▸ **EXCERPT TO READ**:
────────────────

FIGURE 2. SIRT3 promotes ROS defense systems. SIRT3 deacetylates and activates MnSOD and IDH2, increasing their activity. MnSOD scavenges superoxide produced by the respiratory complexes, converting it to hydrogen peroxide which is further converted to water. Activation of IDH2 by SIRT3 increases its activity, thus producing more NADPH for use by glutathione reductase. GR converts oxidized glutathione to its reduced form, which is further used by GPX to convert the reactive hydrogen peroxide into water. O2, molecular oxygen; , superoxide; MnSOD, manganese superoxide dismutase; H2O2, hydrogen peroxide; CAT, catalase; GPX, glutathione peroxidase; GSH, reduced glutathione; GSSG, oxidized glutathione; GR, glutathione reductase; NADP+, nicotinamide adenine dinucleotide phosphate; NADPH, reduced nicotinamide adenine dinucleotide phosphate; IDH2, isocitrate dehydrogenase 2.
The relevance of SIRT3 in antioxidant defense systems is evident in studies of mice under CR conditions. Accordingly, CR prevented age-related hearing loss in mice by increasing the mitochondrial GSH:GSSG ratio in wild-type mice, but not in SIRT3 KO mice (Someya et al., 2010). In another study, CR led to decreased ROS and increased cell survival by SIRT3-mediated deacetylation and activation of MnSOD (Qiu et al., 2010).
Aging and neurodegeneration are linked with increased oxidative stress and mitochondrial DNA (mtDNA) mutations. Transgenic mice expressing a proofreading-deficient mitochondrial polymerase gamma (Polγ), also known as mutator mice, exhibit increased mtDNA mutation rates, mitochondrial dysfunction, multisystem degeneration, and premature aging (Trifunovic et al., 2004). Remarkably, endurance exercise of the mice was able to entirely abolish the accumulation of mtDNA mutations and the premature aging phenotype (Safdar et al., 2011). The underlying mechanisms how exercise eradicates the accumulation of mtDNA mutations in these mice remain unknown. It is possible that exercise activates PGC1-α and SIRT3. Increased SIRT3 then lowers ROS-mediated mtDNA damage. Consistent with this idea, SIRT3 was recently found to directly deacetylate 8-oxoguanine-DNA glycosylase 1 (OGG1), a base excision repair enzyme located in both the nuclear and mitochondrial compartments. SIRT3 deacetylates and stabilizes OGG1, thereby promoting its capacity to repair mtDNA (Cheng et al., 2013). Furthermore, aged SIRT3 null mice exhibit increased oxidative stress and loss of mtDNA copies (Kim et al., 2010; Someya et al., 2010). It would be interesting to test in future experiments whether SIRT3 deletion in Polγ mutant mice abolishes the exercise-mediated protective effects against mtDNA mutations and premature aging.

────────────────

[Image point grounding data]
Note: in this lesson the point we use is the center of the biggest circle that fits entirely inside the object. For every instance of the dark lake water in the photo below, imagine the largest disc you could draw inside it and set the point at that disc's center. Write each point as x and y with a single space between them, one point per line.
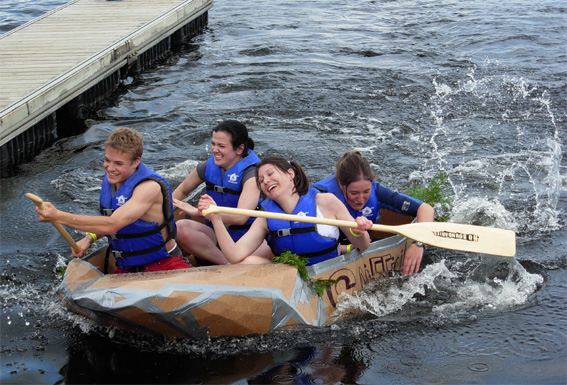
477 90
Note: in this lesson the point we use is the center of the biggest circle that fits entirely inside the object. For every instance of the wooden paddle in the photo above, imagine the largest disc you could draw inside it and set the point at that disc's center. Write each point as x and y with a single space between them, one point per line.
454 236
39 203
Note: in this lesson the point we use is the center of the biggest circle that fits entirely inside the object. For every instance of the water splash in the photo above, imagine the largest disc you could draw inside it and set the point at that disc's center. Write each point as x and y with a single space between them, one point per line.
483 137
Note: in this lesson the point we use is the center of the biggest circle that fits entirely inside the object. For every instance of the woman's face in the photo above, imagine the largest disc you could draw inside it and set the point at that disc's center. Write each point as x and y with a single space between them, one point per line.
357 193
274 182
224 154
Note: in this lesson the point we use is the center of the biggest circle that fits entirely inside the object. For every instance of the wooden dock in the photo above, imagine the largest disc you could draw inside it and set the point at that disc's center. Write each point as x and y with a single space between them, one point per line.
55 59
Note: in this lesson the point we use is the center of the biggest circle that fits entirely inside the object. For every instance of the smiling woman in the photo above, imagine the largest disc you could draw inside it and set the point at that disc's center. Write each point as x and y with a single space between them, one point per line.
355 185
229 178
287 190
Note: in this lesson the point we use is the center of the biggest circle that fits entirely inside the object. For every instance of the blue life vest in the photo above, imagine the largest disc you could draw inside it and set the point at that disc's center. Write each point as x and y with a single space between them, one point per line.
380 197
299 237
140 242
225 188
371 209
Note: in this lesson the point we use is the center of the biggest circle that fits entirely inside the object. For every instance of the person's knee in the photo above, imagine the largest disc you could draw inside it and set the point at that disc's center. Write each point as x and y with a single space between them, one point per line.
184 231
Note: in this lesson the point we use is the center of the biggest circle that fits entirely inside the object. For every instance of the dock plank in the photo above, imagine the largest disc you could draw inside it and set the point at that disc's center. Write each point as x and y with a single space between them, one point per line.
51 59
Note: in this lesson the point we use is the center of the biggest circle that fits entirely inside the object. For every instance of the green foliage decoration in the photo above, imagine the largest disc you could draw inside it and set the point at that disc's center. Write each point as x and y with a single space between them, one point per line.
436 194
317 285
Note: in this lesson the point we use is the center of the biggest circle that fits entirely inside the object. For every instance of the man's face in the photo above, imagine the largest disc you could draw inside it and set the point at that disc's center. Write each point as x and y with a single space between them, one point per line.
119 166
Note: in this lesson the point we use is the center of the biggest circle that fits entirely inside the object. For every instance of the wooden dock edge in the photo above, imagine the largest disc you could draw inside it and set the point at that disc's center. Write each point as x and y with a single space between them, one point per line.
29 126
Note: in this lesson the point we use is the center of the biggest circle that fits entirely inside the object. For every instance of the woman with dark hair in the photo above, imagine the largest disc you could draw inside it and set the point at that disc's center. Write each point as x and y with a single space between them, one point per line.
286 188
229 178
355 185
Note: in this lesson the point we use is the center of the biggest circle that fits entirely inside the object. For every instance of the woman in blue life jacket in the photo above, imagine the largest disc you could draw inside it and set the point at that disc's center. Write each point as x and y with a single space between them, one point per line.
286 188
355 185
229 177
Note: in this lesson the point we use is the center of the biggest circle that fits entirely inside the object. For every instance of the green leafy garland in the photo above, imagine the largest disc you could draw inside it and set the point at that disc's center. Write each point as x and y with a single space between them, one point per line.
436 194
317 285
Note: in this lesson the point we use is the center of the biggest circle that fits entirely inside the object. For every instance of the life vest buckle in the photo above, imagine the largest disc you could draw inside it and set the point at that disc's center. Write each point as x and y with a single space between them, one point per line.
283 232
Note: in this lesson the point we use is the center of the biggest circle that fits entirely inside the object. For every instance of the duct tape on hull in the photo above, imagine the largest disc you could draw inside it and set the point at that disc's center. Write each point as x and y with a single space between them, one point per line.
206 301
228 300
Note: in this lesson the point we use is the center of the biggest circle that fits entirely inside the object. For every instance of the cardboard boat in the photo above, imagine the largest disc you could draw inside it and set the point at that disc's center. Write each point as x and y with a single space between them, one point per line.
228 300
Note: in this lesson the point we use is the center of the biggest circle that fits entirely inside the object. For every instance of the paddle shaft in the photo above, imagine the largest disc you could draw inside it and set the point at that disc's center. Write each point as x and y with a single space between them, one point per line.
39 203
454 236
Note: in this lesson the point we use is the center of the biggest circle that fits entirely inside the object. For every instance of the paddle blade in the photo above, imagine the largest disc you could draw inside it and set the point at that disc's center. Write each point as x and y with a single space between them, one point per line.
456 236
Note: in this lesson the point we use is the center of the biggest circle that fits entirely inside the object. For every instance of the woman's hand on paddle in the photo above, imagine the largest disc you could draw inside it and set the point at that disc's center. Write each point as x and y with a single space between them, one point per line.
48 213
412 260
84 245
204 202
364 224
185 207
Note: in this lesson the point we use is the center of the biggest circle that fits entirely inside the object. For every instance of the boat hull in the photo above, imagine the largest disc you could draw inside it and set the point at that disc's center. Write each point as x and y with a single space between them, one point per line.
228 300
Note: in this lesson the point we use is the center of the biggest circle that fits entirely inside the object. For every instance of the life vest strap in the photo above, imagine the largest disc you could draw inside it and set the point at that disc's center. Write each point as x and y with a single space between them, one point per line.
297 230
221 189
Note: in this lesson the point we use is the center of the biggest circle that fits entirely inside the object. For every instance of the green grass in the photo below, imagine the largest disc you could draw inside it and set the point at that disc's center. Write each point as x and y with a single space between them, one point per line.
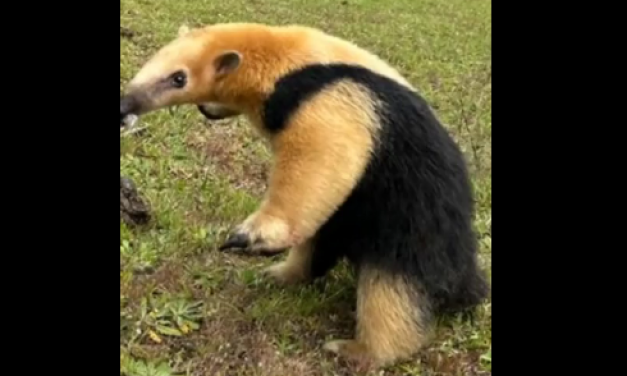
187 309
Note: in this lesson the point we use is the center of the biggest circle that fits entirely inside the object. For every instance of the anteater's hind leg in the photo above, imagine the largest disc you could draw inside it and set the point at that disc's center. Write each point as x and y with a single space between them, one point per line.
393 319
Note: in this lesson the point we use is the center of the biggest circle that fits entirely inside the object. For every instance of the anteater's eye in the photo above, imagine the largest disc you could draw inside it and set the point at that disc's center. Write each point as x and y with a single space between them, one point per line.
178 79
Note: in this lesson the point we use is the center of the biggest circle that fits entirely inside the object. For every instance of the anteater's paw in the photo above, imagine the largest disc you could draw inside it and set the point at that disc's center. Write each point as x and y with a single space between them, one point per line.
259 234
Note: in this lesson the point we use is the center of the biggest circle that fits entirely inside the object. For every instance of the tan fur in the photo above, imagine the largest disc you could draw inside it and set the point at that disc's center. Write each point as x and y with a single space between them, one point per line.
267 53
388 327
321 155
318 158
296 268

────────────────

▸ **TASK DETAILS**:
Answer these questions using the passage on SIRT3:
(a) What does MnSOD convert superoxide into?
(b) In which mice did CR fail to increase the mitochondrial GSH:GSSG ratio?
(c) What two things does SIRT3 do to OGG1?

▸ **ANSWER FOR THIS EXERCISE**:
(a) Hydrogen peroxide
(b) SIRT3 KO mice
(c) It deacetylates and stabilizes OGG1.